_Jobs_
- 1) According to the article on the DNC chair race, on what date did Keith Ellison announce his candidacy?
- 2) Print the passage of the DNC chair race article starting with "Members of the" and going on through "early Sanders supporter).".
- 3) Proceed with the article on the DNC chair race from the point where it stops.

_Given text_

Other than pleasing a billionaire donor and preventing left-wing influence, what are the goals in sinking Ellison?
Members of the Democratic National Committee will meet on Saturday to choose their new chair, replacing the disgraced interim chair Donna Brazile, who replaced the disgraced five-year chair Debbie Wasserman Schultz. Even though the outcome is extremely unlikely to change the (failed) fundamentals of the party, the race has become something of an impassioned proxy war replicating the 2016 primary fight: between the Clinton/Obama establishment wing (which largely backs Obama Labor Secretary Tom Perez, who vehemently supported Clinton) and the insurgent Sanders wing (which backs Keith Ellison, the first Muslim ever elected to the U.S. Congress, who was an early Sanders supporter).
The New Republic’s Clio Chang has a great, detailed analysis of the contest. She asks the key question about Perez’s candidacy that has long hovered and yet has never been answered. As Chang correctly notes, supporters of Perez insist, not unreasonably, that he is materially indistinguishable from Ellison in terms of ideology (despite his support for TPP, seemingly grounded in loyalty to Obama). This, she argues, is “why the case for Tom Perez makes no sense”: After all, “if Perez is like Ellison — in both his politics and ideology — why bother fielding him in the first place?”
The timeline here is critical. Ellison announced his candidacy on November 15, armed with endorsements that spanned the range of the party: Sanders, Elizabeth Warren, Raúl Grijalva, and various unions on the left, along with establishment stalwarts such as Chuck Schumer, Amy Klobuchar, and Harry Reid. He looked to be the clear frontrunner.

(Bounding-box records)

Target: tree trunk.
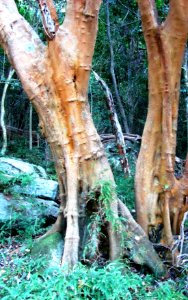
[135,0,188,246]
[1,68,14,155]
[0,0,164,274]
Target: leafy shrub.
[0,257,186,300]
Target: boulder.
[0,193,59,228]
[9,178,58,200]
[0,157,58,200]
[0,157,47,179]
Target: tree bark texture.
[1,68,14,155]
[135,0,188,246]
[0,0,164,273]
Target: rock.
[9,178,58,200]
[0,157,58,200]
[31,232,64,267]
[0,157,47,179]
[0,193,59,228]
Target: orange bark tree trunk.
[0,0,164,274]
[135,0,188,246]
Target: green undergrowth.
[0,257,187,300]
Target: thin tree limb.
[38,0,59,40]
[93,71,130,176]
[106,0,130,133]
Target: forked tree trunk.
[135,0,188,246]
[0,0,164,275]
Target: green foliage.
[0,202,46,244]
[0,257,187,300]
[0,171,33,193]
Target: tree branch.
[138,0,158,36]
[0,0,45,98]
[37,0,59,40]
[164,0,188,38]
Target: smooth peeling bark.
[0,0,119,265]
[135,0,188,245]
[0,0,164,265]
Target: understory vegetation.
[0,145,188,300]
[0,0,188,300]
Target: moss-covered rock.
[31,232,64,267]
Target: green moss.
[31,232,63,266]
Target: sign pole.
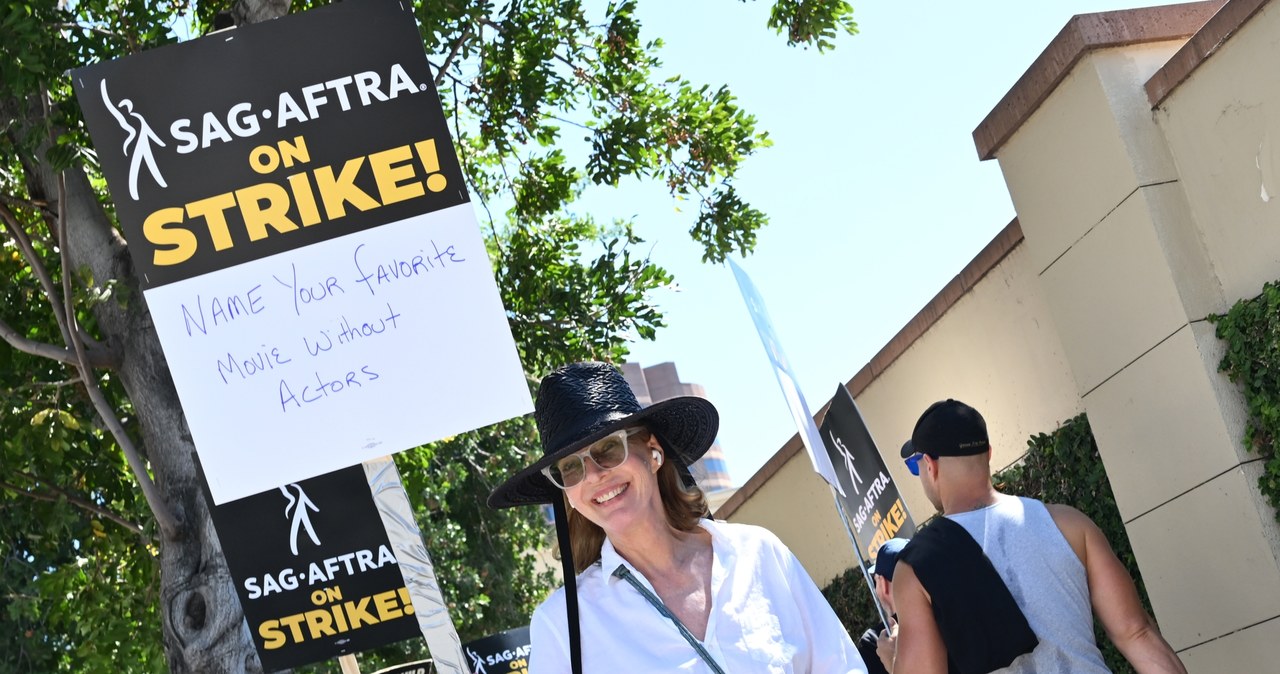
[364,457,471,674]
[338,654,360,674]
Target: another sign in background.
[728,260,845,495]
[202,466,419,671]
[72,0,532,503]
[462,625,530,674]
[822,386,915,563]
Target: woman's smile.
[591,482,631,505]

--

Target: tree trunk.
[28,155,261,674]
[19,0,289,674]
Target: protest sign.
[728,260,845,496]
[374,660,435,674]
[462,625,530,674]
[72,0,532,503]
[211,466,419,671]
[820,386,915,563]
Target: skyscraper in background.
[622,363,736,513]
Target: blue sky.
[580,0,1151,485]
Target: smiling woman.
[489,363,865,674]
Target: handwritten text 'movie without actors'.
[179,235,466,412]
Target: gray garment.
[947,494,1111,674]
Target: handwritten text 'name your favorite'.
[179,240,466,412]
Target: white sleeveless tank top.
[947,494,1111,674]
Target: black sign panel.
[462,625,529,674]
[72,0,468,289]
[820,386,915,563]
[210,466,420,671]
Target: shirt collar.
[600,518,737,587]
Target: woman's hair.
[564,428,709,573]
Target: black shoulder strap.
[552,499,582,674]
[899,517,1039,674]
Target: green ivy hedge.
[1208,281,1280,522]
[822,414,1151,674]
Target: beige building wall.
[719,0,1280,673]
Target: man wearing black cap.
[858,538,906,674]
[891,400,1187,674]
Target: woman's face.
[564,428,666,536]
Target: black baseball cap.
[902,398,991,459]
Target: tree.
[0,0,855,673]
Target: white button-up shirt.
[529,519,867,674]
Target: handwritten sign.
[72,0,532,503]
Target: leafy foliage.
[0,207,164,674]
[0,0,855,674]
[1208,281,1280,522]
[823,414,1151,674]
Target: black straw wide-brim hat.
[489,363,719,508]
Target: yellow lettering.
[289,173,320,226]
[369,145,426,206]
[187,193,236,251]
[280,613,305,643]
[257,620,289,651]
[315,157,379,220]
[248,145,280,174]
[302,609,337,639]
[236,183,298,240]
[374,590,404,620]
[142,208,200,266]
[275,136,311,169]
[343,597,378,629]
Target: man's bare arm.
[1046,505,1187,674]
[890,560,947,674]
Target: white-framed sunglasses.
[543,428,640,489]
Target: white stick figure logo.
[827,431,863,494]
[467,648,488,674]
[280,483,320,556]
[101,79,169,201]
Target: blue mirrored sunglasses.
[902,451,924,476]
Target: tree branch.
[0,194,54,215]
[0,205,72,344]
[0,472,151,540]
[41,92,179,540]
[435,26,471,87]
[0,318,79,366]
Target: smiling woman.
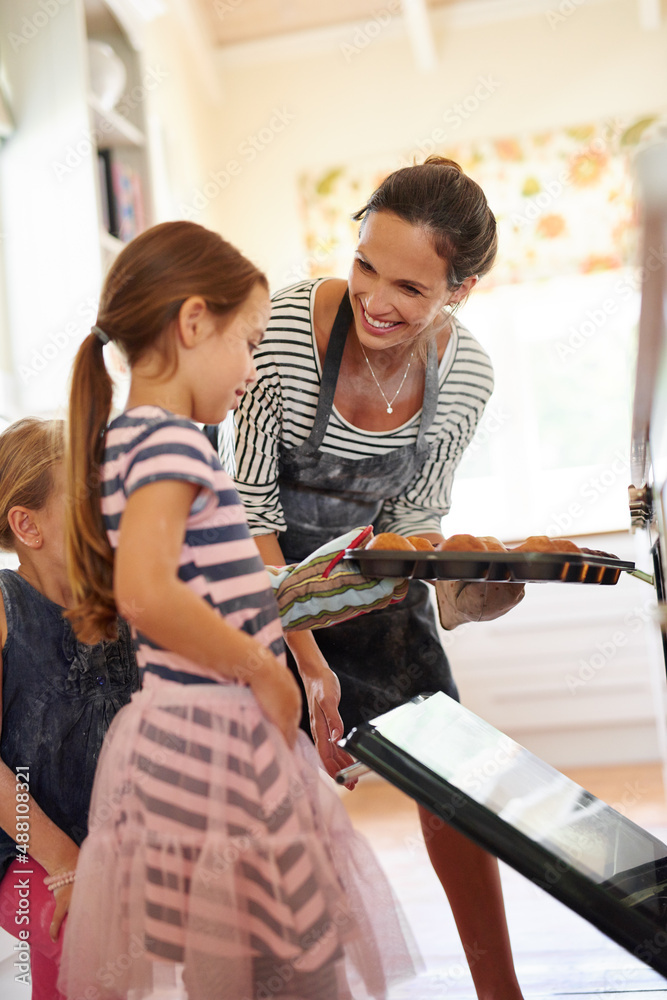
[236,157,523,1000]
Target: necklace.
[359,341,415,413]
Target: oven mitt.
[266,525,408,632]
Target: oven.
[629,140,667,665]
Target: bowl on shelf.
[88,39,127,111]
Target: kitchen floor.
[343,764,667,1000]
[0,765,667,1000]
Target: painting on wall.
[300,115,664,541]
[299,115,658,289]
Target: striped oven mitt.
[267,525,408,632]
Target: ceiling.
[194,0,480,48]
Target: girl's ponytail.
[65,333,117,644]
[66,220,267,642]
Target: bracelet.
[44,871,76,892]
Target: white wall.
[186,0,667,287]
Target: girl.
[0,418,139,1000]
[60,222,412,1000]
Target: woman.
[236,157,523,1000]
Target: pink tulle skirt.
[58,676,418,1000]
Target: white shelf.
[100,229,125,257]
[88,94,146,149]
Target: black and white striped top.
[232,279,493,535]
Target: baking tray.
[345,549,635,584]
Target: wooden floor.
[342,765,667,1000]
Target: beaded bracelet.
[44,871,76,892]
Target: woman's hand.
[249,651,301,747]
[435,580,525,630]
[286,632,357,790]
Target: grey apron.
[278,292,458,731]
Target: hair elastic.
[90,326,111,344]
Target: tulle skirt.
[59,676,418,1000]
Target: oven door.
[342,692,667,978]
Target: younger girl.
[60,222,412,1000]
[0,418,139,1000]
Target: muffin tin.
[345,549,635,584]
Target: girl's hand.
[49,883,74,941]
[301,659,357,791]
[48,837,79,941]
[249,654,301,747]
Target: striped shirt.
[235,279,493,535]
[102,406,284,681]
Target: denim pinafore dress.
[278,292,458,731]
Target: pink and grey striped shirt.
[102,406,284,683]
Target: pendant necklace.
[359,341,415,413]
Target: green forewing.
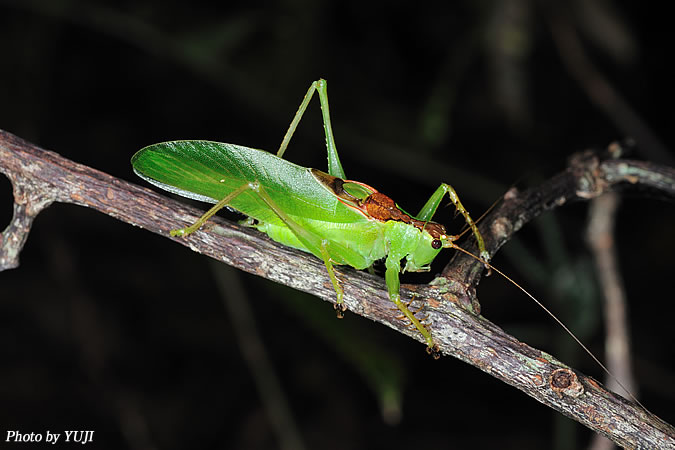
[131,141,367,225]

_Written answers_
- 1) November 15

- 2)
Members of the Democratic National Committee will meet on Saturday to choose their new chair, replacing the disgraced interim chair Donna Brazile, who replaced the disgraced five-year chair Debbie Wasserman Schultz. Even though the outcome is extremely unlikely to change the (failed) fundamentals of the party, the race has become something of an impassioned proxy war replicating the 2016 primary fight: between the Clinton/Obama establishment wing (which largely backs Obama Labor Secretary Tom Perez, who vehemently supported Clinton) and the insurgent Sanders wing (which backs Keith Ellison, the first Muslim ever elected to the U.S. Congress, who was an early Sanders supporter).

- 3)
But as Ellison’s momentum built, the Obama White House worked to recruit Perez to run against Ellison. They succeeded, and Perez announced his candidacy on December 15 — a full month after Ellison announced. Why did the White House work to recruit someone to sink Ellison? If Perez and Ellison are so ideologically indistinguishable, why was it so important to the Obama circle — and the Clinton circle — to find someone capable of preventing Ellison’s election? What’s the rationale? None has ever been provided.
I can’t recommend Chang’s analysis highly enough on one key aspect of what motivated the recruitment of Perez: to ensure that the Democratic establishment maintains its fatal grip on the party and, in particular, to prevent Sanders followers from having any say in the party’s direction and identity:
There is one real difference between the two: Ellison has captured the support of the left wing. … It appears that the underlying reason some Democrats prefer Perez over Ellison has nothing to do with ideology, but rather his loyalty to the Obama wing. As the head of the DNC, Perez would allow that wing to retain more control, even if Obama-ites are loath to admit it. …
And it’s not just Obama- and Clinton-ites that could see some power slip away with an Ellison-headed DNC. Paid DNC consultants also have a vested interest in maintaining the DNC status quo. Nomiki Konst, who has extensively covered the nuts and bolts of the DNC race, asked Perez how he felt about conflicts of interest within the committee — specifically, DNC members who also have contracts with the committee. Perez dodged the issue, advocating for a “big tent.” In contrast, in a forum last month, Ellison firmly stated, “We are battling the consultant-ocracy.”
In other words, Perez, despite his progressive credentials, is viewed — with good reason — as a reliable functionary and trustworthy loyalist by those who have controlled the party and run it into the ground, whereas Ellison is viewed as an outsider who may not be as controllable and, worse, may lead the Sanders contingent to perceive that they have been integrated into and empowered within the party.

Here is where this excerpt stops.